→ Instructions:
**a)** Translate this sentence from the profile into Spanish: "I love Twitter more than Facebook."
**b)** Reproduce the profile word for word, starting at "3. I am obssessed" and ending at "and steak lover....".

→ Passage given:
First of all, Welcome to my profile! I love to talk to you guys and read comments, so feel free to do whatever you feel like! I love you guys so so much. Thank you for visiting! :)
Before we start, I just wanted you guys to know that I will always be here for you to talk to! Feel free to PM me, add me, comment, do whatever you want...ok? Thank you for visiting.
Well, I think I'm going to tell you what I like, so that you know if you want to continue to read on or just click on something else just in the TaylorConnect section of the site..the forum or something:
Here are 13 facts about me...I hate talking about myself, but...here they are:
1. I love art, because it's a wonderful way to be able to express yourself in and it helps me a lot when I'm angry. I just paint, draw or play some music.
2. I am scared of dogs and cats...long story.
3. I am obssessed with this site...:)
4. I love Twitter more than Facebook.
5. I love jewelries and accessories and stuff.
6. I hate being scared.
7. I LOVE to bake and cook. I'm the kinda girl who makes herself steak with mashed potatoes and some kind of soup or pasta or anything when she's alone at home....I'm just a seafood and steak lover....
8. I love to put some nail polish on, but not the flshy ones, but more like the pink/ sparkly or white ones.
9. I love hair tutorials.
10. When I look at someone or something, I always make an image of how I can draw them on a sheet of paper...all the time...like howthe lines would be like and stuff...
11. I love to sing (used to be in a lot of choirs and do tours and stuff, but...stopped.)
12. I have a guitar in my room, but haven'T got the chance to learn how to play it yet.
13. My favorite season is December.
...People know that it's dangerous to give me a merker, because I just canT' control myself..it always finishes like this...:
13 of my favorite artists of all-time:
1. Taylor Swift
1.5 Ariana Grande
2. Demi Lovato
3. Justin Bieber
4. Selena Gomez
5. One Direction
6. Hunter Hayes
7. Carly Rae Jepsen
8. Cody Simpson
9. Ed Sheeran
10. Jordin Sparks
12. Carrie Underwood
13. Conor Maynard
My role model is...

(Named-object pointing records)
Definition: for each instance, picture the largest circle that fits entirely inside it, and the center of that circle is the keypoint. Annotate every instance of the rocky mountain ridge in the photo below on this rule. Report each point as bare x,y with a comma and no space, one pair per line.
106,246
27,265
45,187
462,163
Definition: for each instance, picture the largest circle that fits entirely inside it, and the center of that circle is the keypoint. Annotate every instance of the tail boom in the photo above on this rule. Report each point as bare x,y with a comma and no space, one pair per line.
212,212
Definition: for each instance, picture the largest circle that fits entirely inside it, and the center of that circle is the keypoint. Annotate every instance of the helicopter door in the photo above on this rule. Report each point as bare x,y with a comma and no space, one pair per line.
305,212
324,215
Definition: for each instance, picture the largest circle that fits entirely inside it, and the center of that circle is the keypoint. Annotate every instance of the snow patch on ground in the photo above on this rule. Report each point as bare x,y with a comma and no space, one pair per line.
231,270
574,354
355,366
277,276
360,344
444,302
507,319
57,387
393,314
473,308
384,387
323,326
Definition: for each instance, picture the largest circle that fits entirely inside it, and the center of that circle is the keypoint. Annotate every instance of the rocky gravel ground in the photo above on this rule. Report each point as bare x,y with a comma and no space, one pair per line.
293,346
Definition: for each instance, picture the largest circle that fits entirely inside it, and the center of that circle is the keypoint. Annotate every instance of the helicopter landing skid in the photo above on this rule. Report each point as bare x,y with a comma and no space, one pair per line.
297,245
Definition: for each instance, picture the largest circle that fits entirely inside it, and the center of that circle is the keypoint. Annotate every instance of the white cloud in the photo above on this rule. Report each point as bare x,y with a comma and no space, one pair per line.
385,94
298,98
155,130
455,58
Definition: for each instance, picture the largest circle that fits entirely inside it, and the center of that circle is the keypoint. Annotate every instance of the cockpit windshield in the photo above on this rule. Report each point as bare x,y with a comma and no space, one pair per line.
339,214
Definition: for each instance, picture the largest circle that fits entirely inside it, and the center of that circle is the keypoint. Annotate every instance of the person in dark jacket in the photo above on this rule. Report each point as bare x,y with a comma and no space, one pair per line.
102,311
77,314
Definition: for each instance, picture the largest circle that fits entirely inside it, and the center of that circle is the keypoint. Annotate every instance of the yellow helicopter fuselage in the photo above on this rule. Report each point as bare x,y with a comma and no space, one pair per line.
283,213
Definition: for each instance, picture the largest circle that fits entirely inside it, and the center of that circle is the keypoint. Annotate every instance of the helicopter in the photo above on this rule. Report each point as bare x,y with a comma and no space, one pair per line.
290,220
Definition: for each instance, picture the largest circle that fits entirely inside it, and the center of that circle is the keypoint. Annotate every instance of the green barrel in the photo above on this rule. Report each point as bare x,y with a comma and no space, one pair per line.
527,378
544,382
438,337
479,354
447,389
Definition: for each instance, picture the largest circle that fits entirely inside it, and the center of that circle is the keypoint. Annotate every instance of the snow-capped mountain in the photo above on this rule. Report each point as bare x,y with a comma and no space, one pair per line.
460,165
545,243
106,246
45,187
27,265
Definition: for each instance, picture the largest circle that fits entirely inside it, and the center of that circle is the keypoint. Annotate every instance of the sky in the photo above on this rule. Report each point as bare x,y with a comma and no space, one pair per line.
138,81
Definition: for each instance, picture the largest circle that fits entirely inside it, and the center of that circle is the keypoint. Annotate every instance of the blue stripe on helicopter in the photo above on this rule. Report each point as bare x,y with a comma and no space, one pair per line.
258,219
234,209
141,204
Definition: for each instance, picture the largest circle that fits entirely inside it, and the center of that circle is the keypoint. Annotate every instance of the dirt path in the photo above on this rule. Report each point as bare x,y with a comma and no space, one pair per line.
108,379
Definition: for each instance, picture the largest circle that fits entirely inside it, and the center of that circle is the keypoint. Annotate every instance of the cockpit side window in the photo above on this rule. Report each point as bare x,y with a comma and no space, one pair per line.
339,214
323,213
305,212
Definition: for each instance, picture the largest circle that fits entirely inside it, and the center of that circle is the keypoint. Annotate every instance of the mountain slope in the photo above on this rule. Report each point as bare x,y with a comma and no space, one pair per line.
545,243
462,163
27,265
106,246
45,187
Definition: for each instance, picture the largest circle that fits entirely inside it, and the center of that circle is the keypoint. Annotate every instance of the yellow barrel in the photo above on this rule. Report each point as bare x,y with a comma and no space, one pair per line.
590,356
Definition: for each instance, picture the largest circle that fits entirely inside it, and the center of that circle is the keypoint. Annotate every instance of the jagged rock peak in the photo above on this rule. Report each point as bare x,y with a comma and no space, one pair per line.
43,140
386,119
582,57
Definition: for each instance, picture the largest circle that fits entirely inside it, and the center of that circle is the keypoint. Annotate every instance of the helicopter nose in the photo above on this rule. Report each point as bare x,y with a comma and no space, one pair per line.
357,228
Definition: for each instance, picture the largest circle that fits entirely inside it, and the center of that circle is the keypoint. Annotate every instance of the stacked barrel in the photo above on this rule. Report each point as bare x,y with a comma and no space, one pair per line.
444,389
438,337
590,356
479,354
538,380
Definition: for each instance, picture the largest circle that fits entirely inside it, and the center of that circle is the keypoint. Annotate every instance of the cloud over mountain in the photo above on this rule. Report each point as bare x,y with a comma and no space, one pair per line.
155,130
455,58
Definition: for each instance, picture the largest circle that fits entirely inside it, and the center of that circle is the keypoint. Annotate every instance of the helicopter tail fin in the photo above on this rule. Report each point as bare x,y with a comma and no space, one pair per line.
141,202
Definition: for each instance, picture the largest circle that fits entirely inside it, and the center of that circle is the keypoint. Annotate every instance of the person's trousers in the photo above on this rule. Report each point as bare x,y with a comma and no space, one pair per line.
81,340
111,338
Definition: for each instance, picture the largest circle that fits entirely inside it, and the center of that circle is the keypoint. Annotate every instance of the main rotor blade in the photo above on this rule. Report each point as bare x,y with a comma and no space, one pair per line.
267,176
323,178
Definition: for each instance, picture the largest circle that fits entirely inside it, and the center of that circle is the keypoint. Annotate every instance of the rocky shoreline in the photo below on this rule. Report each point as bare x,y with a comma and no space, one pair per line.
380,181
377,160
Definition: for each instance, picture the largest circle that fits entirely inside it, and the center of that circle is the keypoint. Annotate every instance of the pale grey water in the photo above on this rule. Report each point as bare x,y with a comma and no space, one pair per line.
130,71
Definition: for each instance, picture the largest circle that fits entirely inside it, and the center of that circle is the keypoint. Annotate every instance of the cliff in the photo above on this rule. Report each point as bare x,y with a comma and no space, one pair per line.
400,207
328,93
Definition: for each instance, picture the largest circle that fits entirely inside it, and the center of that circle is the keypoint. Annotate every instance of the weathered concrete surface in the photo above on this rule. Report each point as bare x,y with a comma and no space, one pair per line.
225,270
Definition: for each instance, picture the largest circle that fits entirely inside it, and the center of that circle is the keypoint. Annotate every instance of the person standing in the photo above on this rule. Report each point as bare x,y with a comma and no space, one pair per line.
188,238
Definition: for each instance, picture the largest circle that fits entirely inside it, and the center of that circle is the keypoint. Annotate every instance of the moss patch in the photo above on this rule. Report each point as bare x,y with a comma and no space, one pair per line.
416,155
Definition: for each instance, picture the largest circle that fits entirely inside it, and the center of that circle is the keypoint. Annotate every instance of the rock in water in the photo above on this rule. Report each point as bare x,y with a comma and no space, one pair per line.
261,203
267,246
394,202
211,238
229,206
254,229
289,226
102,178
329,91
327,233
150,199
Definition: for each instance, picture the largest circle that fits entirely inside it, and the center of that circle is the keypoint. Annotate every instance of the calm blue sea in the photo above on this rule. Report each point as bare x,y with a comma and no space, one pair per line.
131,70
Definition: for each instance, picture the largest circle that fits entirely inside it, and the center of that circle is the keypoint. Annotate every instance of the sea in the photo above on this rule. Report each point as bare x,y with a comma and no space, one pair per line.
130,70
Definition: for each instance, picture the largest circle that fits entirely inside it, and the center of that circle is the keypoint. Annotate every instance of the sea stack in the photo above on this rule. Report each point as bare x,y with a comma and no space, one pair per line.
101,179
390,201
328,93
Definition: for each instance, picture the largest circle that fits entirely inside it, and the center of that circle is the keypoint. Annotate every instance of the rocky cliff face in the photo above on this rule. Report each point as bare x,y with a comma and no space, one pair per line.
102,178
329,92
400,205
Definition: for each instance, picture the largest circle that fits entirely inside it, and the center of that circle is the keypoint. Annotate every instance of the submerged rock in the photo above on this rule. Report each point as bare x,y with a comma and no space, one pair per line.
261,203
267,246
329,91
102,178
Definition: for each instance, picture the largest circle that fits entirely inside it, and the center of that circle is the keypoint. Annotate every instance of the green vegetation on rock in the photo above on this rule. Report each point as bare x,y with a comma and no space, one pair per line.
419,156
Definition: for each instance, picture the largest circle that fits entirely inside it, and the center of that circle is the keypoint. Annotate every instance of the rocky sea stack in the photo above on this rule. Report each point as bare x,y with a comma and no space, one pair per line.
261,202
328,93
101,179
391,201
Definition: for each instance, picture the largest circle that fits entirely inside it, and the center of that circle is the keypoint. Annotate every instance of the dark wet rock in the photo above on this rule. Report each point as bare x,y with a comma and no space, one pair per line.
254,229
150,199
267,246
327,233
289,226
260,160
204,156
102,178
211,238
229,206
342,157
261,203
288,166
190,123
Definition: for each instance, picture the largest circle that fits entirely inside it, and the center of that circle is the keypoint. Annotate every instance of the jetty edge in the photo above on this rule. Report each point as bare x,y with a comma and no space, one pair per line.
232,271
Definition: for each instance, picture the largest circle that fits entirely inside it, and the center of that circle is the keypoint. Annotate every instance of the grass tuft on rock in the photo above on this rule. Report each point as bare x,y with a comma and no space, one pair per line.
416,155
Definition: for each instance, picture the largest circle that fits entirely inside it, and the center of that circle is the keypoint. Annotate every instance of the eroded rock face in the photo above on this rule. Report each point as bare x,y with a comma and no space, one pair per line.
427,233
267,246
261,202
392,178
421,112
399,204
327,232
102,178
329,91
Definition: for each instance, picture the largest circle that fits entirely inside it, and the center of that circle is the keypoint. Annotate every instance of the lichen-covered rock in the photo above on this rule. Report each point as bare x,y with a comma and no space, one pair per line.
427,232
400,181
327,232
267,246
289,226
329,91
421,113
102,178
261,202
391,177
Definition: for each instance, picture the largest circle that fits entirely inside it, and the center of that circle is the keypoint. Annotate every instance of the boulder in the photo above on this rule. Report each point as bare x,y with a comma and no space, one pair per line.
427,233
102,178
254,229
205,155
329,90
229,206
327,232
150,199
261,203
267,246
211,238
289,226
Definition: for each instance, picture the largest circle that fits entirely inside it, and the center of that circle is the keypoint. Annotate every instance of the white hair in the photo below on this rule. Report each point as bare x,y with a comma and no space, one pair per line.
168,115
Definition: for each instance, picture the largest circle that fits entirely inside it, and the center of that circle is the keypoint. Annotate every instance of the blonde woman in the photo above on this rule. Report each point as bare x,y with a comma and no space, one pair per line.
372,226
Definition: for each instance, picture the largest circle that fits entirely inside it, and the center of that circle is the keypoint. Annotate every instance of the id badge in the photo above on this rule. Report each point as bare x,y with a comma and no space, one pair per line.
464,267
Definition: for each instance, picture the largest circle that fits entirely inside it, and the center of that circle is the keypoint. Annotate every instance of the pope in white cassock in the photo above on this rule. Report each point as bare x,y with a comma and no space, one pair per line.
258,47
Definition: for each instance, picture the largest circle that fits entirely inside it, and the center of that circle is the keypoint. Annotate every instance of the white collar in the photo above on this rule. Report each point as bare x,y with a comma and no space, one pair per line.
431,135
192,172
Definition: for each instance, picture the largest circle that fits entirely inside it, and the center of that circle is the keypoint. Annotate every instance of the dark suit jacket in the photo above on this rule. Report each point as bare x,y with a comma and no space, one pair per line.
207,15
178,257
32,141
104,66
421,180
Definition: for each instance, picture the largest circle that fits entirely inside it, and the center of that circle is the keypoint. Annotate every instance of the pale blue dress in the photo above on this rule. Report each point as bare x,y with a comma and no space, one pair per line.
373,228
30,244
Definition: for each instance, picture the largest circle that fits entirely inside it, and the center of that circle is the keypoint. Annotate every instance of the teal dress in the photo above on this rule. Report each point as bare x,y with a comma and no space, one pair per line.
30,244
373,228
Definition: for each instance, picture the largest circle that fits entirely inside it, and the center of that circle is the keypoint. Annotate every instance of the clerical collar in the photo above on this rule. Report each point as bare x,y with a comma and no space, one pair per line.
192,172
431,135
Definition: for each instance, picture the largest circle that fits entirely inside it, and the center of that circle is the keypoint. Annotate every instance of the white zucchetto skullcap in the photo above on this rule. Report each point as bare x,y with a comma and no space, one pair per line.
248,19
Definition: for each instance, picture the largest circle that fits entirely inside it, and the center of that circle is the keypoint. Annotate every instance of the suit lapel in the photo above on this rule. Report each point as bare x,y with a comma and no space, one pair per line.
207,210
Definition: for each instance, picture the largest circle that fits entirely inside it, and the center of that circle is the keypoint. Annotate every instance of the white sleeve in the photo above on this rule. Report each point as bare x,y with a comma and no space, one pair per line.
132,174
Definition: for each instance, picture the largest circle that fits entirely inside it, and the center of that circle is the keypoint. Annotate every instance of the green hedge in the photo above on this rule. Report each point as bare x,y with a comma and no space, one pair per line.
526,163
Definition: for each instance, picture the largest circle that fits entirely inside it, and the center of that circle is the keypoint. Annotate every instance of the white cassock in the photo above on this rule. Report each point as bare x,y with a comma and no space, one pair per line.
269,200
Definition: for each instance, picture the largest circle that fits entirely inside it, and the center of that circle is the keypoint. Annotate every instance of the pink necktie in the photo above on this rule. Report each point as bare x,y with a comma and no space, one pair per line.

→ Answers for the tasks:
**a)** Me encanta Twitter más que Facebook.

**b)**
3. I am obssessed with this site...:)
4. I love Twitter more than Facebook.
5. I love jewelries and accessories and stuff.
6. I hate being scared.
7. I LOVE to bake and cook. I'm the kinda girl who makes herself steak with mashed potatoes and some kind of soup or pasta or anything when she's alone at home....I'm just a seafood and steak lover....